__ACTIVITY__
An exact, word-for-word copy of the entries is required, beginning at the line that contains "Pinpoint each plant" and ending at the last line, both included.

MATERIAL FOR THE TASK Start Marker

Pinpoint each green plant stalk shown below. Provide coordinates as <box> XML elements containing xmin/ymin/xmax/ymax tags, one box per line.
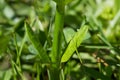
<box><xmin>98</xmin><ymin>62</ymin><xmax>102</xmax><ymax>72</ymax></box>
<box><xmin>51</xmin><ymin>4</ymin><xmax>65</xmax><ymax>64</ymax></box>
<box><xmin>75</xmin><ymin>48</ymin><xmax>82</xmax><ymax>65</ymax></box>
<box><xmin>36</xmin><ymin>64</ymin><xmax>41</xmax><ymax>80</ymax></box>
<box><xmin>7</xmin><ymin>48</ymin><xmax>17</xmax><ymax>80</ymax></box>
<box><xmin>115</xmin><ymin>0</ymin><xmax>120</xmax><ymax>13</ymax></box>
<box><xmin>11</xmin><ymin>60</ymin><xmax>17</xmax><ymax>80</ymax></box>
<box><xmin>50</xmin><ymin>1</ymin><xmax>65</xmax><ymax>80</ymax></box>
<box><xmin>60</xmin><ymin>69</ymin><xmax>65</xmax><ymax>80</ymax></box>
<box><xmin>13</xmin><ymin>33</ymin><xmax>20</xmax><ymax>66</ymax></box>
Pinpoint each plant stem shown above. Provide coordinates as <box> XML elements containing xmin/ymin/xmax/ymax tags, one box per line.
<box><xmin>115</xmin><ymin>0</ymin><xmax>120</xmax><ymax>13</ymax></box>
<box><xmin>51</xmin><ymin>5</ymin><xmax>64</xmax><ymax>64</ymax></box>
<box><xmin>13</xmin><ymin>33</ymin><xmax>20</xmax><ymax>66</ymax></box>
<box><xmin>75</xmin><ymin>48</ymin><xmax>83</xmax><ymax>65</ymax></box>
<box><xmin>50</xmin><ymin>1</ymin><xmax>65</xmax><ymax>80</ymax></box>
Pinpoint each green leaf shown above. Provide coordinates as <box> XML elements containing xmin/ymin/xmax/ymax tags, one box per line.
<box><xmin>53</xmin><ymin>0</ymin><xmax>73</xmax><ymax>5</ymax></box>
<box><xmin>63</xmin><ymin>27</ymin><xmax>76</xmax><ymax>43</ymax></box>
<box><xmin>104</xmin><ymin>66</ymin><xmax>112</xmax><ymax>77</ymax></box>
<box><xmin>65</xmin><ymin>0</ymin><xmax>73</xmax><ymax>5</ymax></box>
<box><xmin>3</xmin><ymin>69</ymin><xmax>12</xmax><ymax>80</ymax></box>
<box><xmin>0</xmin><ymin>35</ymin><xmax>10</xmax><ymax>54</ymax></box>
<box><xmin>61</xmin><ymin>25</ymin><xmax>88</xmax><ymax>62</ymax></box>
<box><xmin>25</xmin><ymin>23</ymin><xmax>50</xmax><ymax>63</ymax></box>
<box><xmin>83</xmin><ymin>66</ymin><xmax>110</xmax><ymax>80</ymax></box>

MATERIAL FOR THE TASK End Marker

__RESPONSE TO THIS EXERCISE__
Pinpoint each plant stem shown above. Provide coordinates as <box> XML elements containing xmin/ymin/xmax/ymax tags, one box per line.
<box><xmin>115</xmin><ymin>0</ymin><xmax>120</xmax><ymax>13</ymax></box>
<box><xmin>51</xmin><ymin>5</ymin><xmax>64</xmax><ymax>64</ymax></box>
<box><xmin>13</xmin><ymin>33</ymin><xmax>20</xmax><ymax>66</ymax></box>
<box><xmin>75</xmin><ymin>48</ymin><xmax>83</xmax><ymax>65</ymax></box>
<box><xmin>50</xmin><ymin>1</ymin><xmax>65</xmax><ymax>80</ymax></box>
Pinpoint each green leaf shown above. Provide coordinates as <box> XML elements containing xmin/ymin/xmax/ymax tags, one box per line.
<box><xmin>53</xmin><ymin>0</ymin><xmax>73</xmax><ymax>5</ymax></box>
<box><xmin>63</xmin><ymin>27</ymin><xmax>76</xmax><ymax>43</ymax></box>
<box><xmin>104</xmin><ymin>66</ymin><xmax>112</xmax><ymax>77</ymax></box>
<box><xmin>65</xmin><ymin>0</ymin><xmax>73</xmax><ymax>5</ymax></box>
<box><xmin>3</xmin><ymin>69</ymin><xmax>12</xmax><ymax>80</ymax></box>
<box><xmin>0</xmin><ymin>35</ymin><xmax>10</xmax><ymax>54</ymax></box>
<box><xmin>61</xmin><ymin>25</ymin><xmax>88</xmax><ymax>62</ymax></box>
<box><xmin>25</xmin><ymin>23</ymin><xmax>50</xmax><ymax>63</ymax></box>
<box><xmin>83</xmin><ymin>66</ymin><xmax>110</xmax><ymax>80</ymax></box>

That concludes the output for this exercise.